:: Given records ::
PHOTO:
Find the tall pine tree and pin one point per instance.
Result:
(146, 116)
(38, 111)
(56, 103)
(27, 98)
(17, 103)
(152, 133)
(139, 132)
:::
* [What this task involves] All of the material should appear again, reproduced word for word.

* [Solution for this exercise]
PHOTO:
Find the tall pine tree and pin one point per instance.
Result:
(146, 116)
(38, 111)
(56, 103)
(27, 98)
(17, 103)
(152, 133)
(139, 132)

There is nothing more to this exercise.